To do:
A complete answer includes every line below with the word "green".

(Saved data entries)
"""

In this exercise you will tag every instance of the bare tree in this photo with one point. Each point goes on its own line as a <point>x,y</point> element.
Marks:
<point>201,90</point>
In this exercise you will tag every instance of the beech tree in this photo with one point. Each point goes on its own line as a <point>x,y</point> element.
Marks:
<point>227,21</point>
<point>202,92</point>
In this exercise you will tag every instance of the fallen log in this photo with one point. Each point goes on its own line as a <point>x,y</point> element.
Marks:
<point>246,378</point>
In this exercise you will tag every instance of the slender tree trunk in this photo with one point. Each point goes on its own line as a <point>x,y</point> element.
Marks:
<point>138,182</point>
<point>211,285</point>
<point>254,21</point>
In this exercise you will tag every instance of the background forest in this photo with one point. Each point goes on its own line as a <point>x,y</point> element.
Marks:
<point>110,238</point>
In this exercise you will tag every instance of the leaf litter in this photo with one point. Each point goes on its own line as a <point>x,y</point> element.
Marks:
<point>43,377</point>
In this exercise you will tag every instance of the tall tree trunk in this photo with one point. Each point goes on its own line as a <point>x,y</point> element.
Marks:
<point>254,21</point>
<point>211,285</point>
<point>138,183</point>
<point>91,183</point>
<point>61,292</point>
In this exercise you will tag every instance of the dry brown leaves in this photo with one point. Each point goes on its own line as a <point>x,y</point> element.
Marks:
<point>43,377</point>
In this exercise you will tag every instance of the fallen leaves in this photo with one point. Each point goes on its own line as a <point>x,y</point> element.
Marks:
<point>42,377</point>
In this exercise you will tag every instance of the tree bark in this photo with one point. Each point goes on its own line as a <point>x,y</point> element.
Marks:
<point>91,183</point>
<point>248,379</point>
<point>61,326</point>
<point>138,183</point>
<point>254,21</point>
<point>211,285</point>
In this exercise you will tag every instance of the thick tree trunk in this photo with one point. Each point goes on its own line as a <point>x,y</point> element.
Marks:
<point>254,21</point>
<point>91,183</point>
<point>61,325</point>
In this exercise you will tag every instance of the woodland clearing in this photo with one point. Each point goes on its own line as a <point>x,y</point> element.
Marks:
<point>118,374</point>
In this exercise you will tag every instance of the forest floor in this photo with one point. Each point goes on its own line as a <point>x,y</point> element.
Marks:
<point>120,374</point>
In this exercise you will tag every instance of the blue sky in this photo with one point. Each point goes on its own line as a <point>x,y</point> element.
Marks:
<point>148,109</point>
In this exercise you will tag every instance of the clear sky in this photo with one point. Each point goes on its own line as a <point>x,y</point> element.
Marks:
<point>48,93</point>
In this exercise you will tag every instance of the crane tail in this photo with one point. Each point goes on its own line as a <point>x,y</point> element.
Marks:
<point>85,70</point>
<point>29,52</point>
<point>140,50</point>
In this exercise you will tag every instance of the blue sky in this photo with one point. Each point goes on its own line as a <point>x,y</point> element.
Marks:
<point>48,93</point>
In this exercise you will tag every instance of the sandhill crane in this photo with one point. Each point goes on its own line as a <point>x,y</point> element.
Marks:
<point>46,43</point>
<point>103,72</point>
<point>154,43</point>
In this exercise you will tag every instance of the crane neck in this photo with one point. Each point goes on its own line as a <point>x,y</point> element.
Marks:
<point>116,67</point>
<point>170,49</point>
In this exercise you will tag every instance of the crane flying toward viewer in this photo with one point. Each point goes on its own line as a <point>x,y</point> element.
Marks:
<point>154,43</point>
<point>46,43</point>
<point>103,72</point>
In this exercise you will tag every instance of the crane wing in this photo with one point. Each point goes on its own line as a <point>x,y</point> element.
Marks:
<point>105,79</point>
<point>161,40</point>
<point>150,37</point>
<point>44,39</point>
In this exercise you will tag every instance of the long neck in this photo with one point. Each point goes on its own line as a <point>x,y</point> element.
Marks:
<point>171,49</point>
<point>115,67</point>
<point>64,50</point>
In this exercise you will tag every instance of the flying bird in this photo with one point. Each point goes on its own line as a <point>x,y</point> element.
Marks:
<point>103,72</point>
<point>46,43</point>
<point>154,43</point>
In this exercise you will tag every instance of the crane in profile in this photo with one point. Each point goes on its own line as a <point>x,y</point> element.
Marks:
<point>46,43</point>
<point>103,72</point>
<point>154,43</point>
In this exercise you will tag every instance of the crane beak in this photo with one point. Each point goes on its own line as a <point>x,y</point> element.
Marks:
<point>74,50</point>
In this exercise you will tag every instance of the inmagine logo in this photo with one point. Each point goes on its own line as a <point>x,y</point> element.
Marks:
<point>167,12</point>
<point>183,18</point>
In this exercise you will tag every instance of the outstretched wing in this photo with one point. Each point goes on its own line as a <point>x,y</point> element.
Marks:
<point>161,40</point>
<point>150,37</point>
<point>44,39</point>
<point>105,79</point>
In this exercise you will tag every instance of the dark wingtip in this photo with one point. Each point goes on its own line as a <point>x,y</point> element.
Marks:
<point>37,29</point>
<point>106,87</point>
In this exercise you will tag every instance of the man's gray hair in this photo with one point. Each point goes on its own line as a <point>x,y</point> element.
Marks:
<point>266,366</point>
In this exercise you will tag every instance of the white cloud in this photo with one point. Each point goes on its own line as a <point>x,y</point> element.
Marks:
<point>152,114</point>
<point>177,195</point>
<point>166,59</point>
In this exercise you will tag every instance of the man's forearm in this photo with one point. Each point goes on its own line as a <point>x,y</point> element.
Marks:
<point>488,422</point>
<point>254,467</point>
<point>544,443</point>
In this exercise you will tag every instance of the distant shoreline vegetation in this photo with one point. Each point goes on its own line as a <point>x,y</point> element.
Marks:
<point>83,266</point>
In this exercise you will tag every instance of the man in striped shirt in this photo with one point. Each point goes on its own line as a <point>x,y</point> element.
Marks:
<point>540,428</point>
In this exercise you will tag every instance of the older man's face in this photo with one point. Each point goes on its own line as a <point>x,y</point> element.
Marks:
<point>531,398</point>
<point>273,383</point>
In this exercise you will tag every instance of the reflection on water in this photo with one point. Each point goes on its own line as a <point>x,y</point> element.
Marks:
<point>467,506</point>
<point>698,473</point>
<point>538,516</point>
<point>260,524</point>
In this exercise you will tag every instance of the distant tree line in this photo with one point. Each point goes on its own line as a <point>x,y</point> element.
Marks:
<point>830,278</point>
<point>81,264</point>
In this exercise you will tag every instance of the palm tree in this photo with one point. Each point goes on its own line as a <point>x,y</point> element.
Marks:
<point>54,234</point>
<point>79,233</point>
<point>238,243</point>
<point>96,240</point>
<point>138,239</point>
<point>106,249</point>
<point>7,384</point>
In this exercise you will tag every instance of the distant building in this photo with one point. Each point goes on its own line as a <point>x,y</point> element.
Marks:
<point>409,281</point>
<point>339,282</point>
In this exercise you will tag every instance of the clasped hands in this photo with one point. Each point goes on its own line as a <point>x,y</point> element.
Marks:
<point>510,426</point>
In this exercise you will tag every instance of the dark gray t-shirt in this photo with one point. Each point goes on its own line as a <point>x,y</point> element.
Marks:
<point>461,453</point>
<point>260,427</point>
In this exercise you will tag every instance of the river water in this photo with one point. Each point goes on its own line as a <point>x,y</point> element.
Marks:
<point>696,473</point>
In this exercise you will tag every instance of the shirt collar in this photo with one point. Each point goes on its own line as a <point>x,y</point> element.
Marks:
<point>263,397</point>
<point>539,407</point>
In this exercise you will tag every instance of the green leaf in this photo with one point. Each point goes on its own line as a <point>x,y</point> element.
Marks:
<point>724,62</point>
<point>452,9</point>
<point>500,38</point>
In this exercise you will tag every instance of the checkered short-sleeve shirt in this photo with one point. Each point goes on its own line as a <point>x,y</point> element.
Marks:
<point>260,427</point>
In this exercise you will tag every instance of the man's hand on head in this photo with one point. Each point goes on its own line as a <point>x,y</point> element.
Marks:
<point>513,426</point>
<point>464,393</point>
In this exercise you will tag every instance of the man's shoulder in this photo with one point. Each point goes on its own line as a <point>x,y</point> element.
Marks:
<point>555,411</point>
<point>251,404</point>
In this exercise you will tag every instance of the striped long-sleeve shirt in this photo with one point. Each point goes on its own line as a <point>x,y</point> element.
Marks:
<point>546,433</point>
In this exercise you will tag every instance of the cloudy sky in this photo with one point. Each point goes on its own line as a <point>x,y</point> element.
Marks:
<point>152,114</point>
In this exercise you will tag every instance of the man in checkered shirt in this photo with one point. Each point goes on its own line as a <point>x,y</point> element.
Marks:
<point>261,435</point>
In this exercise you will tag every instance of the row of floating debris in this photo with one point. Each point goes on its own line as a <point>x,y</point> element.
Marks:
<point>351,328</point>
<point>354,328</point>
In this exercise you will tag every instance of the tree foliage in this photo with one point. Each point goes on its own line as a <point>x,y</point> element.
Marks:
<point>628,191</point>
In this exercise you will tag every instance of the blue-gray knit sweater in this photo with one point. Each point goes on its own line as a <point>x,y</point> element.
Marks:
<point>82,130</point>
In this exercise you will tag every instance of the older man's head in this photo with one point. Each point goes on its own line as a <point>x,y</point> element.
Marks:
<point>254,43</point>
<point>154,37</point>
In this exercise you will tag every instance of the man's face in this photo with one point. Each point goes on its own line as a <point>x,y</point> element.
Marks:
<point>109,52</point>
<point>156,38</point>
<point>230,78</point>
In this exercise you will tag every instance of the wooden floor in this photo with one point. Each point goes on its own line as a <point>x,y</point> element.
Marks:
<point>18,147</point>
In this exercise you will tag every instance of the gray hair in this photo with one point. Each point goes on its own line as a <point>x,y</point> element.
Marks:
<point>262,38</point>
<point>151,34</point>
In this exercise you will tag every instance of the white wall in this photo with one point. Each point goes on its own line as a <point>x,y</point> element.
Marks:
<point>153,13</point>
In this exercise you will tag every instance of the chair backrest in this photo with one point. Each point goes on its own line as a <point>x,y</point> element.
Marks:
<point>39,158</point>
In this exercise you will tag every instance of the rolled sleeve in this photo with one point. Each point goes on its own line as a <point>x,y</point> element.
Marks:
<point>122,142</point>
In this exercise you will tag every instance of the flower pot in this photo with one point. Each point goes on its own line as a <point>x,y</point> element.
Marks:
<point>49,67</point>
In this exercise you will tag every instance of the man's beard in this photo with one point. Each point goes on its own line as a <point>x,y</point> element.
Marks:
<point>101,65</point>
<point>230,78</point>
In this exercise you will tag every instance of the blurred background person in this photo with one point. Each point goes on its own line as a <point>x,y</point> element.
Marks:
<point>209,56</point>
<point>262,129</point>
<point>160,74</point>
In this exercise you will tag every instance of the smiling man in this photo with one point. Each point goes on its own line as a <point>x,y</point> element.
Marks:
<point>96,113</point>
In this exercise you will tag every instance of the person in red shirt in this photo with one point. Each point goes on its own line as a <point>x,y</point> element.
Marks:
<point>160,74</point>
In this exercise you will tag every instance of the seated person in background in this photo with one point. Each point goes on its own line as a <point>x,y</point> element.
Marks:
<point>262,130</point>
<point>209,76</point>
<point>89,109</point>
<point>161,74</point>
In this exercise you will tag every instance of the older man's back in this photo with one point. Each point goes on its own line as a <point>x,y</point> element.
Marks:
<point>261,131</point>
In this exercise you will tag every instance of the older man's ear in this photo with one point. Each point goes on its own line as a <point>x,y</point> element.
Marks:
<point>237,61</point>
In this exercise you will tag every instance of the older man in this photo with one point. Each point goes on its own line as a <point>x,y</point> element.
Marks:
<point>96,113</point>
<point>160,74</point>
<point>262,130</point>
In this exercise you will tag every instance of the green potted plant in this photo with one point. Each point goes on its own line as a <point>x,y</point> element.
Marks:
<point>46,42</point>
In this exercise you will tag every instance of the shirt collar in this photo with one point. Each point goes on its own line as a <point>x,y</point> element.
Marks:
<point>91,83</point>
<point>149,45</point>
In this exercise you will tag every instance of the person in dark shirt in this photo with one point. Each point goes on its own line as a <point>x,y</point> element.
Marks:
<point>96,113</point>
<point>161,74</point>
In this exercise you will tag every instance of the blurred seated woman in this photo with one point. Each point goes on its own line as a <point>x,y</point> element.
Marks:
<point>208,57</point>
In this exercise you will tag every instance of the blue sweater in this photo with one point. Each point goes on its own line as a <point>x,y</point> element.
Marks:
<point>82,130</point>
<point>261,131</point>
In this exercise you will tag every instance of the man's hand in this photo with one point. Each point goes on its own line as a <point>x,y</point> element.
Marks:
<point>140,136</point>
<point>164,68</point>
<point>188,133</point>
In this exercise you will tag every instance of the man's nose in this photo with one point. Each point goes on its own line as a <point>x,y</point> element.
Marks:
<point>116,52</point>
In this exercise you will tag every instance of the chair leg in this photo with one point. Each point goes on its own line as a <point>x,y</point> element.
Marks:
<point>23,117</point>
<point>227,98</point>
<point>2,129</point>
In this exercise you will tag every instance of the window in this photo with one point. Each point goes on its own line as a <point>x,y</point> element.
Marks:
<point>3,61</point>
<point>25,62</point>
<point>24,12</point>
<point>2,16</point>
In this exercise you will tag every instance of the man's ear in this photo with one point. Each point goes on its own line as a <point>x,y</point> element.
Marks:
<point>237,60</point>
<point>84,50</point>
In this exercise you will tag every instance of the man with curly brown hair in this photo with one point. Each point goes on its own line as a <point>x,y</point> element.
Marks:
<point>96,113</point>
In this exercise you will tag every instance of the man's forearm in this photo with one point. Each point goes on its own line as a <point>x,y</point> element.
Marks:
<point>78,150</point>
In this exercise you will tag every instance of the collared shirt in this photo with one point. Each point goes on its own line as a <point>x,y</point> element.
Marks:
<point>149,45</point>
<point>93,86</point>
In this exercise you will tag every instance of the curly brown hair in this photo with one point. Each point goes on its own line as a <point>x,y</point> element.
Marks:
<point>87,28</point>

"""

Output of the exercise:
In this exercise you will tag every instance of the green leaf in this photo with one point. Each point goes on its own line as a <point>x,y</point> element.
In this exercise you will tag every instance of the green potted plant in this photo with one point. Each point goes on its own line as a <point>x,y</point> element.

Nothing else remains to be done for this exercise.